> PEDIDO:
De acordo com o texto sobre a segunda vaga da Primavera Árabe, em que mês e ano a população da Argélia saiu à rua?

Manifestação no Iraque. Créditos: Prensa Latina |
Não
é difícil imaginar o aborrecimento para quem anunciou a morte da Primavera
Árabe. Para uns era apenas gente que anda sempre aos tiros e à pancada e nunca
irá entender-se; para outros, era coisa de gente que vive ainda na Idade Média
e por isso nada de bom será de esperar...; para outros ainda, tudo não passou
de algo orquestrado do exterior e não teve nada de espontâneo. Lamento, mas não
é possível concordar com qualquer destas teses simplistas. Seja como for, este
é o momento de recorrer à citação do escritor que utilizou o pseudónimo de Mark
Twain: a notícia da minha morte (é) foi manifestamente exagerada. Pois foi! A segunda
vaga da Primavera Árabe está aí. Tal como a primeira não se sabe no que vai
dar, mas está aí.
Foquemo-nos
em apenas três países, para umas breves notas de contexto.
Argélia
– já lá vão dez meses de protestos. Em Fevereiro de 2019, a população saiu à
rua depois de Abdelaziz Bouteflika manifestar a intenção de se candidatar a um
quinto mandato presidencial. Os militares controlam o poder e foram eles que
acabaram por resolver a questão exigindo a partida de Bouteflika. Assim foi,
mas a “rua” e o Movimento “Hirak” (sem qualquer estrutura dirigente conhecida)

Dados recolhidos
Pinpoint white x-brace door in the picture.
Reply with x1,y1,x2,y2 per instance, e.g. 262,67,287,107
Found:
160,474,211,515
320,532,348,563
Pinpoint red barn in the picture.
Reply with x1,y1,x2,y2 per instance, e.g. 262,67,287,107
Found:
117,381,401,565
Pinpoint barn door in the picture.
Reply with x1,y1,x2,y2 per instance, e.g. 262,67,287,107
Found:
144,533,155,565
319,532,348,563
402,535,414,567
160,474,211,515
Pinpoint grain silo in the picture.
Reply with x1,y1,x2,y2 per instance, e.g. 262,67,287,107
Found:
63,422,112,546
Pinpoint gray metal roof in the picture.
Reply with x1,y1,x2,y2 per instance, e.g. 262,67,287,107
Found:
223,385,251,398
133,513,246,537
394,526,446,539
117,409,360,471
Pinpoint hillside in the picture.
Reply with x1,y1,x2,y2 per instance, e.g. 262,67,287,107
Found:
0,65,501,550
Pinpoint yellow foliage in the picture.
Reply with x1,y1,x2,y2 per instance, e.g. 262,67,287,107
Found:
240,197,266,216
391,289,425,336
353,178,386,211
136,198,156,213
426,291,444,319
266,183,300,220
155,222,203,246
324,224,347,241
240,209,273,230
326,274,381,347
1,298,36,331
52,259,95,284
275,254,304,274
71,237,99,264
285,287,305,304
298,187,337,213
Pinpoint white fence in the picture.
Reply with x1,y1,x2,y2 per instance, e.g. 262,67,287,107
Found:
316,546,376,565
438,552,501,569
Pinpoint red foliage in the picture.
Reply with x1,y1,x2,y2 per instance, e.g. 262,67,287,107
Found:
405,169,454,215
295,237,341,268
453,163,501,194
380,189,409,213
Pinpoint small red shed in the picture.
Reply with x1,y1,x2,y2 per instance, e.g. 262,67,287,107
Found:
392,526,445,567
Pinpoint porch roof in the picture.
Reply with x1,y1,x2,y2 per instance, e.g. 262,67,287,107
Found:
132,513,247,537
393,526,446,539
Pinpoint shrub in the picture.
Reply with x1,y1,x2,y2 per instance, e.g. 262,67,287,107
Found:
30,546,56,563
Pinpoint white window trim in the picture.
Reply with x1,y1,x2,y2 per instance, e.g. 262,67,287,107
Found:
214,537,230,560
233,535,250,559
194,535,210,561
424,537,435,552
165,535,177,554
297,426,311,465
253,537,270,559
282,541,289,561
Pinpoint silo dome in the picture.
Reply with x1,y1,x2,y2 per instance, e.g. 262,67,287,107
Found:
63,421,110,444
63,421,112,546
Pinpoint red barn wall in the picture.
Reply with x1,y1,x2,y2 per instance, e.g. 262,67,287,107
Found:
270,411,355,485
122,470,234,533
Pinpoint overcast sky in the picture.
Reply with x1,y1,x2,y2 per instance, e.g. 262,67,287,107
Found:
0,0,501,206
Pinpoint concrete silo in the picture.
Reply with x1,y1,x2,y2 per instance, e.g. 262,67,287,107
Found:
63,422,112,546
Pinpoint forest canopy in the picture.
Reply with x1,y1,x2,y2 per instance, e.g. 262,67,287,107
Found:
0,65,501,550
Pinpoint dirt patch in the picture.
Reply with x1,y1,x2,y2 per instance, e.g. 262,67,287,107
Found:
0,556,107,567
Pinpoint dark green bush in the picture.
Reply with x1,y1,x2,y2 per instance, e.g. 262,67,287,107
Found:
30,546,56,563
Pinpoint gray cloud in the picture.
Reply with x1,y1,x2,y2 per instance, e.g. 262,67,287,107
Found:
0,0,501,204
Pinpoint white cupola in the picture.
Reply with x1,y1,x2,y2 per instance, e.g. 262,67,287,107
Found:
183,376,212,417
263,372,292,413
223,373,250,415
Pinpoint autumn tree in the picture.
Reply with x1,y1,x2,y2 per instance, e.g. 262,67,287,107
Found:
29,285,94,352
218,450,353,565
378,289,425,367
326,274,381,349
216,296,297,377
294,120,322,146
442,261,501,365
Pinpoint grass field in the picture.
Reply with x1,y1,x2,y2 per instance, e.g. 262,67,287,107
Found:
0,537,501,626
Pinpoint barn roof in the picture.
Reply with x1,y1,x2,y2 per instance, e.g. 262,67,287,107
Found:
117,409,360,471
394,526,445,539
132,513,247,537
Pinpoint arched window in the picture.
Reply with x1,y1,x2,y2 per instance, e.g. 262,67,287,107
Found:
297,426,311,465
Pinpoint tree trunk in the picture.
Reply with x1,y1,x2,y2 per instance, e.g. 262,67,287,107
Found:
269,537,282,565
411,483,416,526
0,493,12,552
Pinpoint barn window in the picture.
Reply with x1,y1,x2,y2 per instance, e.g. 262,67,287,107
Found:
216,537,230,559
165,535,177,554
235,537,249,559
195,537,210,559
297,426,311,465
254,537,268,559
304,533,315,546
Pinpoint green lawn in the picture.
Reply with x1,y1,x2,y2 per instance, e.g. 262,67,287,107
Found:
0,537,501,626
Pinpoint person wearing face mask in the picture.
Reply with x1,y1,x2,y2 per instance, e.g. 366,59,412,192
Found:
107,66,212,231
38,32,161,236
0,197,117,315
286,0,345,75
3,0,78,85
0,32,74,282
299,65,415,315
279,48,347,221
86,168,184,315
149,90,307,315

> EXERCÍCIO CONCLUÍDO:
Em fevereiro de 2019.